Start of Text passage

Michalis Sotiropoulos noted that national lands were used to guarantee foreign loans, esp. by the Bavarians. He wondered if that was why it was policy to retain the lands. Or did the Bavarians just not want to mix with such a potentially difficult issue? In the 1850s, he thought it was de facto an issue, because everyone was thinking about it, in the context of financial and economic squeezes. There was pressure to make it easier for land to operate as a commodity through registration.

Socrates said that he didn’t want to get into the matter of the loan guarantees. He didn’t think the protective powers were really too concerned about the debt: they just used it as a way of gaining leverage over Greece.
Joanna Innes had been interested in what he had said about Kapodistrias and the link between property ownership and voting. She wondered if that was still something people were thinking about in the 1840s. She also wondered if there were domestic issues about borrowing on the strength of land, and resulting creditor/debtor relationships.

End of Text passage
Start of Data records

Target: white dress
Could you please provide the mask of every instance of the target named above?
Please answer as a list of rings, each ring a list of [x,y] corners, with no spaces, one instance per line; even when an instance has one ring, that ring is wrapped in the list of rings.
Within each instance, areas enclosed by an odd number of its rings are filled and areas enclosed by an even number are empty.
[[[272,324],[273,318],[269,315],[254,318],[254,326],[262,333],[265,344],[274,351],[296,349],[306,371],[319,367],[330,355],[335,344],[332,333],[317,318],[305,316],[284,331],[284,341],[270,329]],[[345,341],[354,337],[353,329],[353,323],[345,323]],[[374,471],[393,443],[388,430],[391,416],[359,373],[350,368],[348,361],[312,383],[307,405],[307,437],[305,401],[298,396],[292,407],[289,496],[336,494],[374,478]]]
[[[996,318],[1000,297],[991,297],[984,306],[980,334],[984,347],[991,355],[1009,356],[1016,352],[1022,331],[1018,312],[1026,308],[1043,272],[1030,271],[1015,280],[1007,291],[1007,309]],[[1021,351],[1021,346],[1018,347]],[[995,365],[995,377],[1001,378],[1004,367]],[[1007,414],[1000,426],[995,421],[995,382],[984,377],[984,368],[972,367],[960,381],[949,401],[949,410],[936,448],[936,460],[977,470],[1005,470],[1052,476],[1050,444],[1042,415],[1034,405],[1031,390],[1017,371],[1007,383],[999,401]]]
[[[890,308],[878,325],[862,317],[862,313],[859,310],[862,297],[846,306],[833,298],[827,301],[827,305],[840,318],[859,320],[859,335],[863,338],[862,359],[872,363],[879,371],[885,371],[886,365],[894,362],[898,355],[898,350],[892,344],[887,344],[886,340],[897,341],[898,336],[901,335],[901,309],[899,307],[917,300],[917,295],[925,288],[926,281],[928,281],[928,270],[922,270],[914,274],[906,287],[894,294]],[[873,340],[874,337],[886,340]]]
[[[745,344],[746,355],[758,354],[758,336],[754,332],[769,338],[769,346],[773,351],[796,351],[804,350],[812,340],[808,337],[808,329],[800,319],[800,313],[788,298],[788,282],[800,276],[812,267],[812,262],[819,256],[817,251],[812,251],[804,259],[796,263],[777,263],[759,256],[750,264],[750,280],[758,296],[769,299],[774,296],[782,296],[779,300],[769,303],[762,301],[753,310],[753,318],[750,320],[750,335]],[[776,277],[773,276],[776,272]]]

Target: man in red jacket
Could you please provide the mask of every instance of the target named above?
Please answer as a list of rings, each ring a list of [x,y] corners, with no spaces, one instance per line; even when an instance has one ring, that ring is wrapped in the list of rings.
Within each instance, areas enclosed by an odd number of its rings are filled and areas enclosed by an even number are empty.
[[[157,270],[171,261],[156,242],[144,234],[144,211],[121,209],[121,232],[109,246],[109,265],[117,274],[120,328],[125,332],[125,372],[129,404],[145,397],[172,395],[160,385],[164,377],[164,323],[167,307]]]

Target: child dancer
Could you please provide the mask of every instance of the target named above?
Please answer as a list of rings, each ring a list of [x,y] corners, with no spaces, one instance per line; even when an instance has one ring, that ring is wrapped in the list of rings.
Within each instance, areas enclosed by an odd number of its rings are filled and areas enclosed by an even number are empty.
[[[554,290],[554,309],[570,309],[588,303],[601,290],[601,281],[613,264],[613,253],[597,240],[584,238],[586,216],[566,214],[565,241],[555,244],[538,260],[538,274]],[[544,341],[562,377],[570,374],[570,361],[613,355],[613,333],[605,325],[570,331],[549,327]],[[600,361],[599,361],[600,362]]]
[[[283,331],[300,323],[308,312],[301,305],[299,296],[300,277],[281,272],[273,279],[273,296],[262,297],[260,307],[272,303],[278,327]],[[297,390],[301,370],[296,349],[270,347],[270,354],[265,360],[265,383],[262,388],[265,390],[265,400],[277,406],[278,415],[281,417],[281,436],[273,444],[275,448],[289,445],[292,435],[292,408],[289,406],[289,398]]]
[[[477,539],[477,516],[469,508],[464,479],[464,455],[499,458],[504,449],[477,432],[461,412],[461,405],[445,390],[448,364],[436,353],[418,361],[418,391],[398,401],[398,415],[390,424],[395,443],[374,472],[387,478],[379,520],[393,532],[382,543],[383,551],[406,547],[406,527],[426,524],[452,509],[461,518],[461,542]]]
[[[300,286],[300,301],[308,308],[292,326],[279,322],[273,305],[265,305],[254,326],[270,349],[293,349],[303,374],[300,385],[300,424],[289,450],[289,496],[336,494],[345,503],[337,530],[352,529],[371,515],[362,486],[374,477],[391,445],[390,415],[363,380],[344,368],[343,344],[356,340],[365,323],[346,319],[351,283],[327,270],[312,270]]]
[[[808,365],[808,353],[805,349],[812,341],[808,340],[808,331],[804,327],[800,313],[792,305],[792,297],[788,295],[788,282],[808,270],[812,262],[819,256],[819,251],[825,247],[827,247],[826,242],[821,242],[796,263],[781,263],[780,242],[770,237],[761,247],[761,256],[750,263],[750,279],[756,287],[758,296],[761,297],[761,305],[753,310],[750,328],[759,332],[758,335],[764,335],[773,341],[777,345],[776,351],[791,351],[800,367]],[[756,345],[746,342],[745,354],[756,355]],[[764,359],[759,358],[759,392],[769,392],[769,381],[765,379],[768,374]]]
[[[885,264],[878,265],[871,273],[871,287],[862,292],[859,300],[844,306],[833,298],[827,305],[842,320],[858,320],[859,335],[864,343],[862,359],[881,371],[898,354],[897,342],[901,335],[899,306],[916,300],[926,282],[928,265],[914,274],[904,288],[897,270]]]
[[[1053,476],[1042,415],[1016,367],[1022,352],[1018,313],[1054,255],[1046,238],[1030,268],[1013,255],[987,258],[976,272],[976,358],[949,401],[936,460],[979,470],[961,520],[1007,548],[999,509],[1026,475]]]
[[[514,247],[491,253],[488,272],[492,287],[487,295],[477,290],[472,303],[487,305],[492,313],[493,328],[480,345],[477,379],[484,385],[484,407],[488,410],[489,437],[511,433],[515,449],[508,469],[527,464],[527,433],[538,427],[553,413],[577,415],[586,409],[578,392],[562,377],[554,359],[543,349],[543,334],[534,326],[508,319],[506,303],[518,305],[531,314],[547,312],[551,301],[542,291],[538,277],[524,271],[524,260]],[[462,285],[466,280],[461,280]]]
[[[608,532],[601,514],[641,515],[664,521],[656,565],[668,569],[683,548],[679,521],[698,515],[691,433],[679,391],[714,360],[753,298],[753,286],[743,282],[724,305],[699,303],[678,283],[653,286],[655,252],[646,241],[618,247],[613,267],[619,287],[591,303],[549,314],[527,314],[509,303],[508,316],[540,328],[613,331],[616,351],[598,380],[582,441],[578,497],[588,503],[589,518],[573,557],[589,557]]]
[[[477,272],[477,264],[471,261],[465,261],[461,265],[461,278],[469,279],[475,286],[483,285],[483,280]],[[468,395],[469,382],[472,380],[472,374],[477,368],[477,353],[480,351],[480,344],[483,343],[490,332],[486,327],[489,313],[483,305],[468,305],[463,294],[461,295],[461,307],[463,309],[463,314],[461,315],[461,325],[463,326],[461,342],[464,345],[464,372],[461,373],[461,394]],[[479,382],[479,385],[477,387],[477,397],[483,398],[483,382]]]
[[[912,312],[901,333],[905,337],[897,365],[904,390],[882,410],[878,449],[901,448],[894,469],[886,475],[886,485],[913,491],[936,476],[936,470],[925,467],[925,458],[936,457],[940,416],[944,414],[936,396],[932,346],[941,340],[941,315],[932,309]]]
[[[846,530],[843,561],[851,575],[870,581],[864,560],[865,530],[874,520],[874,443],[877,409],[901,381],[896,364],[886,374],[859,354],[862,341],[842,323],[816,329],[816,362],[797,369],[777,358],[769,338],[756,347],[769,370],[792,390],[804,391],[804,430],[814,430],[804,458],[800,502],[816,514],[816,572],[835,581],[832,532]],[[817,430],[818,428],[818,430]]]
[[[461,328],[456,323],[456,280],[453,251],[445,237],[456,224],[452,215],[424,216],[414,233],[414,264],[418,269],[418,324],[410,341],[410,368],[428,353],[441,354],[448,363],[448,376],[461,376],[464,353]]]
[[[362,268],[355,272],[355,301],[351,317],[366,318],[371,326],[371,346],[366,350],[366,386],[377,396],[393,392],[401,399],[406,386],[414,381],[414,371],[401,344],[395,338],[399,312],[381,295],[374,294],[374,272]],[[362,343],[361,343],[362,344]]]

End of Data records

▶ [Requirement A]:
Answer these questions on the passage on national lands:
(i) According to Michalis Sotiropoulos, what were national lands used to guarantee?
(ii) What did Socrates say the protective powers used the debt for?
(iii) About which decade did Joanna Innes ask whether people were still thinking about property ownership and voting?
▶ [Requirement B]: Rewrite the part of the passage on national lands starting at "Michalis Sotiropoulos noted" and ending at "leverage over Greece.", putting "Bavarian authorities" in place of "Bavarians".
The listing plays no part in this exercise.

▶ [Written reply A]:
(i) Foreign loans.
(ii) As a way of gaining leverage over Greece.
(iii) The 1840s.

▶ [Written reply B]:
Michalis Sotiropoulos noted that national lands were used to guarantee foreign loans, esp. by the Bavarian authorities. He wondered if that was why it was policy to retain the lands. Or did the Bavarian authorities just not want to mix with such a potentially difficult issue? In the 1850s, he thought it was de facto an issue, because everyone was thinking about it, in the context of financial and economic squeezes. There was pressure to make it easier for land to operate as a commodity through registration.

Socrates said that he didn’t want to get into the matter of the loan guarantees. He didn’t think the protective powers were really too concerned about the debt: they just used it as a way of gaining leverage over Greece.